Dragons flying and breathing fire have fantastical reasons for their abilities but they are supernatural creatures. Somehow magic has created loopholes for them to exist. Just like most sci-fi creates loopholes so that they can have FTL spaceships.
 

I see no reason why a fantasy or science fiction setting can't operate on a scientific basis (including an Earth-like atmosphere and universal gravitation) with fantastic/science fictional exceptions. Probably a good many exceptions, but exceptions nonetheless. Obviously it doesn't have to, but it can.
I rather feel that at some point these exceptions become so common that different underlying metaphysics is more parsimonious explanation.
 

In other words, your source is a recent graphic rather than the biblical record
it is the biblical record, that is why I referred to Bible passages. That the picture is newer has nothing to do with it.
==========
List of tasks
A. Decide whether each statement below agrees with the discussion about fantasy settings, and for each give yes or no with the deciding words of that discussion quoted. (i) One poster sees no reason a fantasy or science fiction setting can't run on a scientific basis with exceptions. (ii) One poster holds that the picture being newer matters to the argument. (iii) Dragons are described as natural creatures.
B. Carry on the discussion about fantasy settings, picking up after its last line.
==========
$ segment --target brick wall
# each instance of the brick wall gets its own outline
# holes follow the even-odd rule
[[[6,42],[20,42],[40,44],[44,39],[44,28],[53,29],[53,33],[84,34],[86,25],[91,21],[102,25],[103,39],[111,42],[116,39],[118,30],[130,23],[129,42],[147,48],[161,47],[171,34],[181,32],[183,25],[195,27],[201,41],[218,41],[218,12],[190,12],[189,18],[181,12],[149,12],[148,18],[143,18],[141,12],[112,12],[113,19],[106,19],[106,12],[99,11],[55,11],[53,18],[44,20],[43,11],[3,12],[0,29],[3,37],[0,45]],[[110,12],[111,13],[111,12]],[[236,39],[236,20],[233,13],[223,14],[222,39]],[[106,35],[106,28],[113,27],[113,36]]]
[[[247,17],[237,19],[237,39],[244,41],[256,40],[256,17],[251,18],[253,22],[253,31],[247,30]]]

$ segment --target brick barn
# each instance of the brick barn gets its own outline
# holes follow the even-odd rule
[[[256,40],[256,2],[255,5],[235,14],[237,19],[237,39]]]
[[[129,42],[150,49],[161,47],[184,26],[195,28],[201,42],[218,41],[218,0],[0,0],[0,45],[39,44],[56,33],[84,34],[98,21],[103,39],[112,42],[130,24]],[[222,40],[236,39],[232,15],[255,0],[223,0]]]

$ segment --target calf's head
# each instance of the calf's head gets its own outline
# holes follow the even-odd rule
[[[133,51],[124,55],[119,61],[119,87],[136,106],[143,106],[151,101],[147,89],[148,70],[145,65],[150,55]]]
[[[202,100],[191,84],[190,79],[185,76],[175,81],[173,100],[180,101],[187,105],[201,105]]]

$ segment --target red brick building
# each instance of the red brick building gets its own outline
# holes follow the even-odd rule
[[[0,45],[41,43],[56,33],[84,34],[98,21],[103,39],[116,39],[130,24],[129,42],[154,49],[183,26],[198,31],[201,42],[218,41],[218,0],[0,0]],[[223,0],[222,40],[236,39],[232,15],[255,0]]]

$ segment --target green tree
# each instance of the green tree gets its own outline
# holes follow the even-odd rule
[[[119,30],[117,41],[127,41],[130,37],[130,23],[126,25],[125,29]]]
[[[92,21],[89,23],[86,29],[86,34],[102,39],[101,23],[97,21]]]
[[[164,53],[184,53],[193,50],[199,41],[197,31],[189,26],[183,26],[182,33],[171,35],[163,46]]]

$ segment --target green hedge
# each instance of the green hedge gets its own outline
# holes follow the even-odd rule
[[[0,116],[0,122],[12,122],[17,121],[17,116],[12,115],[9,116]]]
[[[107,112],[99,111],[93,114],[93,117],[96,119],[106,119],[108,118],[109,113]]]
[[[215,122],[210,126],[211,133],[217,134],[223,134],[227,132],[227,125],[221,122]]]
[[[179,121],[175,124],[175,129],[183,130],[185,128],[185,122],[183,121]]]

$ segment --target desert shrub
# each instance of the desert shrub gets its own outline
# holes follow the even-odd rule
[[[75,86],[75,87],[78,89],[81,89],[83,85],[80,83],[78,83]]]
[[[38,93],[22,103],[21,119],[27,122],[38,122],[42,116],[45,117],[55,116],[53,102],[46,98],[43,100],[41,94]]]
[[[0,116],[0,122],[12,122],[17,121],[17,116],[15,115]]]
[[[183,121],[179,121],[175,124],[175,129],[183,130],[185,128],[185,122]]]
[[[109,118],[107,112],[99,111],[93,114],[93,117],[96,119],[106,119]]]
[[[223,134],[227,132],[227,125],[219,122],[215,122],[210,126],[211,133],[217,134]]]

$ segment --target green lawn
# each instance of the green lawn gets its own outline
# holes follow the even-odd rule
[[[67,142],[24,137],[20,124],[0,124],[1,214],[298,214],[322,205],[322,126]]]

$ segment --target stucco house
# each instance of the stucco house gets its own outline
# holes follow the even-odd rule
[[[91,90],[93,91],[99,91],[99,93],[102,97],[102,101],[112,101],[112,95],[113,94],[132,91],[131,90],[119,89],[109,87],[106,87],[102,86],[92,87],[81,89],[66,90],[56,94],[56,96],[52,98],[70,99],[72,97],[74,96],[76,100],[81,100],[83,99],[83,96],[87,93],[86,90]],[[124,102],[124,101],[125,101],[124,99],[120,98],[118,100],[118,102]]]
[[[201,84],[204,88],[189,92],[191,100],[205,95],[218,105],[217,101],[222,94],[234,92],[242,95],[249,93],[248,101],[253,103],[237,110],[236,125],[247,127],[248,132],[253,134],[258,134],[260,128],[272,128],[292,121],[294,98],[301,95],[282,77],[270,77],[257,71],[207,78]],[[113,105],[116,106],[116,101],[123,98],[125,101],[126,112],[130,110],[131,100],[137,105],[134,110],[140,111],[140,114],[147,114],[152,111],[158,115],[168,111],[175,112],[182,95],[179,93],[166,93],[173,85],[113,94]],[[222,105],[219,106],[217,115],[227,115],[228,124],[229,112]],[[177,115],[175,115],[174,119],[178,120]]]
==========
Answers
A.
(i) Yes: "I see no reason why a fantasy or science fiction setting can't operate on a scientific basis (including an Earth-like atmosphere and universal gravitation) with fantastic/science fictional exceptions."
(ii) No: "That the picture is newer has nothing to do with it."
(iii) No: "they are supernatural creatures."

B.
The Bible is not a book describing the Israelite understanding of the world in detail, but it reflects that understanding in what it describes throughout the various books, and it invariably is a flat Earth with a firmament, just like all their neighbors did believe at the time.

The closest to them outright saying it is flat are probably Daniel 4:11 ‘The tree grew large and became strong And its height reached to the sky, And it was visible to the end of the whole earth.’
and Matthew 4:8 ‘Finally, the devil took Jesus to a very high mountain. He showed him all the kingdoms of the world and their glory.’

If you want to look into it, google it, as I said. Having an argument about you denying established facts is not something I am interested in, esp. something this off topic.